So obviously the entropy is intrinsically related to efficiency. Eq. (3.8) directly implies two remarkable results:

Obviously, all reversible engines operating at the same temperatures have the same efficiency.
Obviously, no cyclic process is possible in which the sole result is the absorption of heat from a reservoir and its complete conversion into work.

These two statements can easily (obviously) be extracted from the first and second law of thermodynamics, but actually statement 2 (postulated by Kelvin) and statement 1 (concluded by Carnot) have been the historical starting points for finding the second law.

Figure 3.4: Perpetual motion machine of 2. kind.

▶ [Record extracts]:
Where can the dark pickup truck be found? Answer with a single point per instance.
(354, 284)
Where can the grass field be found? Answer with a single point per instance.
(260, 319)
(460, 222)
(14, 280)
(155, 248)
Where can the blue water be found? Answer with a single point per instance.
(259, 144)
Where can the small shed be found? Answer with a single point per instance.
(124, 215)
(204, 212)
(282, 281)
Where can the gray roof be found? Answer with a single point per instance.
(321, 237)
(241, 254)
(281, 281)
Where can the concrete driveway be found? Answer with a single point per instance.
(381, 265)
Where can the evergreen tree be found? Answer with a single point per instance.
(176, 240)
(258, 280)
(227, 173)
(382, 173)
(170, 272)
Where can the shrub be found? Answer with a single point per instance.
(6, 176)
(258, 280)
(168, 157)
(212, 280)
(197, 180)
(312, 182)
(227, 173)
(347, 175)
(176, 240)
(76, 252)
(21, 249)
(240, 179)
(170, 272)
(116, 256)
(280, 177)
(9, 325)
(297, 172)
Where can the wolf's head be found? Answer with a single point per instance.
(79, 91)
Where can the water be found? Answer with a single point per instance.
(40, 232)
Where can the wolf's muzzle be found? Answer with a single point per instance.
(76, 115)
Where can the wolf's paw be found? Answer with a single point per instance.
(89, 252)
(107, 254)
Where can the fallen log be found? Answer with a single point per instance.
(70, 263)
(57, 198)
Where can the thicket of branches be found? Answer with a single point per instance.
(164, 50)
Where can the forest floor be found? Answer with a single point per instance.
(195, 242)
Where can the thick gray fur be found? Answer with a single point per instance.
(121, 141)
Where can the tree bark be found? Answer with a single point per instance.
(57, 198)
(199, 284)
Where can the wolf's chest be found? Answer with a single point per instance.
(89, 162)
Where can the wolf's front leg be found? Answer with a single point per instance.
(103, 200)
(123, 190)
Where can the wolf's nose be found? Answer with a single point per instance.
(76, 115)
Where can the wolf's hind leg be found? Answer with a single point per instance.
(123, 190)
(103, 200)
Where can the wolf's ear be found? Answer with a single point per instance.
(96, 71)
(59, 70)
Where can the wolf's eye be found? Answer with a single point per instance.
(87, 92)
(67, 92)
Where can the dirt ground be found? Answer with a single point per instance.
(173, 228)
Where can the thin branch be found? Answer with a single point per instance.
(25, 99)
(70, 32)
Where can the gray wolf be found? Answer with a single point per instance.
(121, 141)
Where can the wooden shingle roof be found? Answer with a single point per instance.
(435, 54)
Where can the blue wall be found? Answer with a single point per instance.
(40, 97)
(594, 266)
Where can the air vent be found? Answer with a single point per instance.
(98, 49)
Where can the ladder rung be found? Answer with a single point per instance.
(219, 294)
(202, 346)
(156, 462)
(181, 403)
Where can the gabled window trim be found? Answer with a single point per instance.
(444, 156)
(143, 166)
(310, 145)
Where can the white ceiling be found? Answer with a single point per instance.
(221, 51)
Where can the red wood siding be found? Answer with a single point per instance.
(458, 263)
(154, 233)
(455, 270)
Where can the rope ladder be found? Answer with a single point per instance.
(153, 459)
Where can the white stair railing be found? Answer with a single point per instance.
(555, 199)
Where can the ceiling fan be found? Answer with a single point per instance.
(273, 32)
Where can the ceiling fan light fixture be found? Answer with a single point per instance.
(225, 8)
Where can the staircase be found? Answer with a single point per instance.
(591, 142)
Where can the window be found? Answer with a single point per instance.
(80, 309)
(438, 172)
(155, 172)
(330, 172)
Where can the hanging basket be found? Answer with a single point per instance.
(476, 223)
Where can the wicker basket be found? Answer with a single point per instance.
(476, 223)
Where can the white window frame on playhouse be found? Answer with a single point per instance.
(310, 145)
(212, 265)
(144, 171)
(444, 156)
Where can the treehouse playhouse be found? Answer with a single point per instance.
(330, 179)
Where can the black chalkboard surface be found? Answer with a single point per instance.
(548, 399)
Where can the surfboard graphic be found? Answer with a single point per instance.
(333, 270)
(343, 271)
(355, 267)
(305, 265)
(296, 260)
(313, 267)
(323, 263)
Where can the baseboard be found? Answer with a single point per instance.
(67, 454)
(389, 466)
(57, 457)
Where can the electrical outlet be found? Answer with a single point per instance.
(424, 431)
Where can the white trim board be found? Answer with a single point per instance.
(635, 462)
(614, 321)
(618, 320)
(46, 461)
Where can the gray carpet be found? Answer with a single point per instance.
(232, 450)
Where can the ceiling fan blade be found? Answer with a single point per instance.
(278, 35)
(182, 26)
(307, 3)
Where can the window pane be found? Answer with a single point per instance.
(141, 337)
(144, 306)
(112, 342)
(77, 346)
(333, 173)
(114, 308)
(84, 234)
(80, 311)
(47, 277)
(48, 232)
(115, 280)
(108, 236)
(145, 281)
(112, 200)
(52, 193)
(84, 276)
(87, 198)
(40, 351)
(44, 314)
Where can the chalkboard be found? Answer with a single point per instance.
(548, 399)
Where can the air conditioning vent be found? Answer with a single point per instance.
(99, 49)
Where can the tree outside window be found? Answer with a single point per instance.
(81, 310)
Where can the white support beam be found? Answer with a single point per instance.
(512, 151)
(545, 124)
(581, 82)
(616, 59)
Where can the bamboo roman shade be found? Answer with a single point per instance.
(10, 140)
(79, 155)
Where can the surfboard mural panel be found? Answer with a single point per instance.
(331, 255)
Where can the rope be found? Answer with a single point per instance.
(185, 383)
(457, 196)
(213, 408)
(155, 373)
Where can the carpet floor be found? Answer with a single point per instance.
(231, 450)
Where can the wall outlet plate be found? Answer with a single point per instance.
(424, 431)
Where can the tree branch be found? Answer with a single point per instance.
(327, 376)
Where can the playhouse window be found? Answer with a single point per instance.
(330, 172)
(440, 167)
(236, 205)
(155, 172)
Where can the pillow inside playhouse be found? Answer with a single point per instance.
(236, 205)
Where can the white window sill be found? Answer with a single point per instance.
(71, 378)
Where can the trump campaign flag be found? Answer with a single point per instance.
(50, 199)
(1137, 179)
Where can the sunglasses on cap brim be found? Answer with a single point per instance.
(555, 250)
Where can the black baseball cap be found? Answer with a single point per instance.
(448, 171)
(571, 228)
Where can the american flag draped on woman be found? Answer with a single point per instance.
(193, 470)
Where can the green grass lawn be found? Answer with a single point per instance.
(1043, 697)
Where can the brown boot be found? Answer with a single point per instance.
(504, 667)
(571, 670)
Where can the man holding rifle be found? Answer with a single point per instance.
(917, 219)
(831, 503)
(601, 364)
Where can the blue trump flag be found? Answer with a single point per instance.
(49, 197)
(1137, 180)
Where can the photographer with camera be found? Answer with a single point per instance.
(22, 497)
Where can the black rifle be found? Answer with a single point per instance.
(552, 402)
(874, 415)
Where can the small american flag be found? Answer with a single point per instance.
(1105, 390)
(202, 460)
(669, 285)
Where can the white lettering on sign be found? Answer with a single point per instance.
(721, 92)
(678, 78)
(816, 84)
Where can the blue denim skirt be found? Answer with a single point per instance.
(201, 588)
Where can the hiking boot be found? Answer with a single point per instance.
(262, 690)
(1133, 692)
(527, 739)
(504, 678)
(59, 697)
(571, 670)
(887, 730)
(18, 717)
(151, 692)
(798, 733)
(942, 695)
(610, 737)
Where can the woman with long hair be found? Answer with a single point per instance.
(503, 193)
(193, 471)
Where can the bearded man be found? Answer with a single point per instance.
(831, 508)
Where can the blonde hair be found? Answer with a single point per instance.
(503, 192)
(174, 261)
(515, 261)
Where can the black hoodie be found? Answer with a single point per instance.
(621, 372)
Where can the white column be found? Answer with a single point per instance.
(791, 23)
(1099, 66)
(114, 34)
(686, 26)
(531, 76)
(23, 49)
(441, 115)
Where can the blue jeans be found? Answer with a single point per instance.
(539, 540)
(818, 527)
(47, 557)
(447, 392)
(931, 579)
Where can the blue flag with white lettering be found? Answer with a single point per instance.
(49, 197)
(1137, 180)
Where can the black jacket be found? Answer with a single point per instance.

▶ [Given instruction 1]:
In the passage on entropy and efficiency, copy the part starting with "So obviously the" and going on through "conversion into work.", replacing "reservoir" with "heat bath".
▶ [Given instruction 2]:
Rewrite the paragraph in the passage on entropy and efficiency that begins "These two statements can easily" in one shorter sentence, keeping its main facts.
▶ [Given instruction 3]:
Translate this sentence from the passage on entropy and efficiency into Spanish: "Obviously, no cyclic process is possible in which the sole result is the absorption of heat from a reservoir and its complete conversion into work."

▶ [Exercise solution 1]:
So obviously the entropy is intrinsically related to efficiency. Eq. (3.8) directly implies two remarkable results:

Obviously, all reversible engines operating at the same temperatures have the same efficiency.
Obviously, no cyclic process is possible in which the sole result is the absorption of heat from a heat bath and its complete conversion into work.

▶ [Exercise solution 2]:
Both statements follow readily from the first and second laws of thermodynamics, yet historically statement 2 (Kelvin's postulate) and statement 1 (Carnot's conclusion) were the starting points for discovering the second law.

▶ [Exercise solution 3]:
Obviamente, no es posible ningún proceso cíclico cuyo único resultado sea la absorción de calor de un reservorio y su conversión completa en trabajo.